Minoru Nagashima (n.1945) é um artista plástico japonês que vive em Portugal desde que veio para a EXPO98 e ficou apaixonado pela cidade em geral e pela zona do Príncipe Real em particular. As obras são 15 em exposição até ao dia 30 de Novembro de terça a sábado das 15 às 21 horas na Rua Nova da Piedade 66 - entre a Rua de São Bento e a Praça da Flores.

sexta-feira, 8 de novembro de 2019

«Um muro no meio do caminho» de Julieta Monginho



O livro abre com uma frase de Celeste Pedro («cada um de nós pode fazer tão pouco ao menos que esse pouco seja feito») e outra da «Odisseia» de Homero traduzida por Frederico Lourenço: «Desatrela os cavalos dos estrangeiros e trá-los para que comam.» Julieta Monginho (n.1958) estreou-se em 1996 com «Juízo Perfeito»,  venceu  o Grande Prémio de Romance e Novela A.P.E./D.G.L.B. 2008 com «A terceira mãe» e neste livro de 243 páginas junta 10 histórias afluentes, trabalhadas em ficção a partir do voluntariado na ilha grega de Chios no Verão de 2016.

# # #

### [Tarefas]
A: Copie do excerto, sem alterações, o trecho que começa nas palavras que contêm "O livro abre" e termina em "Verão de 2016.".
B: Segundo o excerto, em que ano se estreou Julieta Monginho?

# # #

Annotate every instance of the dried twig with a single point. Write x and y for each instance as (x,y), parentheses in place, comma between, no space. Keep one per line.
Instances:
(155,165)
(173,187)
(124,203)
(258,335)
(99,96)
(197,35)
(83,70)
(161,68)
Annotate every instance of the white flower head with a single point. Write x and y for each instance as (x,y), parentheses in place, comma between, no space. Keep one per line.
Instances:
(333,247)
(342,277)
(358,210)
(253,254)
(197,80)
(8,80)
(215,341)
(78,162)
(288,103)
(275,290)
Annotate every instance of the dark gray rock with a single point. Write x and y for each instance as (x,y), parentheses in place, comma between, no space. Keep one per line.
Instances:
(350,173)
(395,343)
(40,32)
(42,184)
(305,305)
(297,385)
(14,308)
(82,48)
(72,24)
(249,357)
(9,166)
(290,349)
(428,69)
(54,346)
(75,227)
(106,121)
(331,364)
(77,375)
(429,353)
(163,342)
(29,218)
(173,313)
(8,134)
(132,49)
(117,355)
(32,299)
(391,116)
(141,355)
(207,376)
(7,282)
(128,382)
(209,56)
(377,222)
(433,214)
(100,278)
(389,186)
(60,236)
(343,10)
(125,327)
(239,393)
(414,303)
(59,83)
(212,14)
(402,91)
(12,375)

# # #

### [Respostas por tarefa]
A:
O livro abre com uma frase de Celeste Pedro («cada um de nós pode fazer tão pouco ao menos que esse pouco seja feito») e outra da «Odisseia» de Homero traduzida por Frederico Lourenço: «Desatrela os cavalos dos estrangeiros e trá-los para que comam.» Julieta Monginho (n.1958) estreou-se em 1996 com «Juízo Perfeito»,  venceu  o Grande Prémio de Romance e Novela A.P.E./D.G.L.B. 2008 com «A terceira mãe» e neste livro de 243 páginas junta 10 histórias afluentes, trabalhadas em ficção a partir do voluntariado na ilha grega de Chios no Verão de 2016.

B: Em 1996.